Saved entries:
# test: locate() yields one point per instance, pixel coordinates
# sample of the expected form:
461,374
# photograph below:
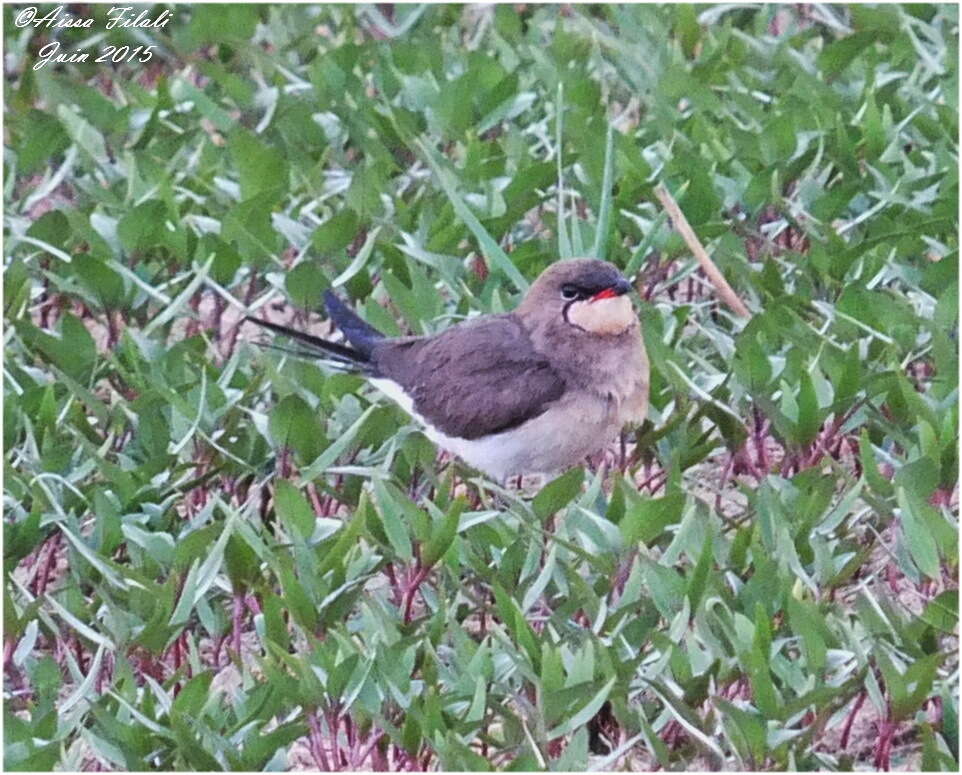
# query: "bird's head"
585,293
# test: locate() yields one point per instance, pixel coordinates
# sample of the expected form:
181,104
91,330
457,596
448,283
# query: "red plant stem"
851,718
319,510
411,590
389,569
238,613
886,734
317,744
372,741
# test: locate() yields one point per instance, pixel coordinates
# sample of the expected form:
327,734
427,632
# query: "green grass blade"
602,228
564,243
492,250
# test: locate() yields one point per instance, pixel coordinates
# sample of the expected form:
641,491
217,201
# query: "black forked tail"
335,354
360,334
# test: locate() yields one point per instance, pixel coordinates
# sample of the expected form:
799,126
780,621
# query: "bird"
533,391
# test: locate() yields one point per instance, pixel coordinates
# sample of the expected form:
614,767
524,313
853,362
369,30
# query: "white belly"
545,444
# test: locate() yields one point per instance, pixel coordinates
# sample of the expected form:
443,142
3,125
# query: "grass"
217,556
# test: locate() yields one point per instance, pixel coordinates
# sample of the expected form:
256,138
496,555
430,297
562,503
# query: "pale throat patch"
604,316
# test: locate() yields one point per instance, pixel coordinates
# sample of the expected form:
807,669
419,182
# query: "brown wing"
474,379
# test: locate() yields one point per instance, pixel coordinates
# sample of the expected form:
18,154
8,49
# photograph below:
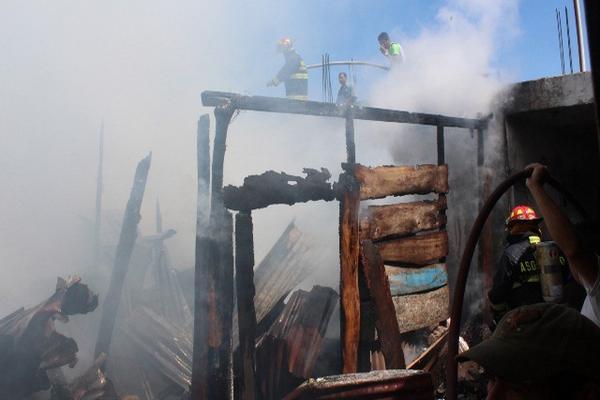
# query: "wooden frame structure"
212,376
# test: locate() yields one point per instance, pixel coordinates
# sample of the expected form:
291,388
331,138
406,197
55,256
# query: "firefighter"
517,280
392,50
293,73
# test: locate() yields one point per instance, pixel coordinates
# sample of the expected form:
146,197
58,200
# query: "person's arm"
583,263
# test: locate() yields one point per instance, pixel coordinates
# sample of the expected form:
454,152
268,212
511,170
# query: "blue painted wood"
414,280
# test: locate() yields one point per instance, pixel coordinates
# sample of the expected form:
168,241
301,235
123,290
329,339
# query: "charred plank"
379,288
402,219
410,309
259,191
385,181
415,250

■ TASK: The records above must be output exactly, except for their pictures.

■ FINISHED TASK:
# test: locate() yields one point per instance, pixel coordinates
# sample of the expected form:
461,374
# photograph below:
# query: "bird's head"
585,293
# test: locate() yields one point per instance, pixel coordinates
# sample of the expected form:
181,104
91,330
457,596
448,283
# query: "red plant stem"
851,718
319,510
411,590
389,569
238,613
886,734
317,744
372,741
# test: locate() yields one point per instance, pixel coordinates
# sample of the expected form:
327,734
427,632
# query: "green grass blade"
602,228
564,243
492,250
# test: locate() yields one point per instance, pixel coordinates
# sample of the expected form:
641,491
217,201
# query: "black forked tail"
335,354
360,334
# test: locate() yields one point per instance, pixel coordinates
# sample of the expected form:
799,126
780,621
# query: "bird"
533,391
# test: locate() yields one point per instance, pixel coordinates
# sample of the expected form:
614,767
524,313
853,362
369,30
# query: "white belly"
545,444
# test: locate() yields one point per instance, pixel coordinates
# sample of the expected form:
443,142
3,125
# query: "grass"
217,556
# test: locate() yields one point per instance, pixel coordinates
# sample of the expected form:
256,138
496,555
430,297
562,503
# query: "pale throat patch"
604,316
# test: locate() yields one point per instance, pixel coordinates
# sample of the expected form:
807,669
419,182
# query: "brown wing"
474,379
# test: locate() yields one point per instance, pixel coordinates
# sample of the expected form:
18,154
8,49
# photograph below:
# query: "wooden frame structure"
212,376
# test: locate() yields one point per instance, pixel coordinates
# sample of the expected form:
291,388
331,138
406,197
55,256
# query: "firefighter"
517,280
392,50
293,73
# test: locate() yields one point per instance, pixel coordinates
# sample of the expected form:
146,197
58,200
# query: "person's arm"
583,263
# test: locate() yields one point per instance, pixel coordinates
# sample of the expected form:
454,152
268,212
511,170
# query: "blue painted wood"
414,280
# test: locate() yields one point per instance, pixel coordinates
# sample of the expected form:
168,241
301,235
123,290
329,339
# query: "charred plank"
379,288
402,219
410,309
259,191
385,181
415,250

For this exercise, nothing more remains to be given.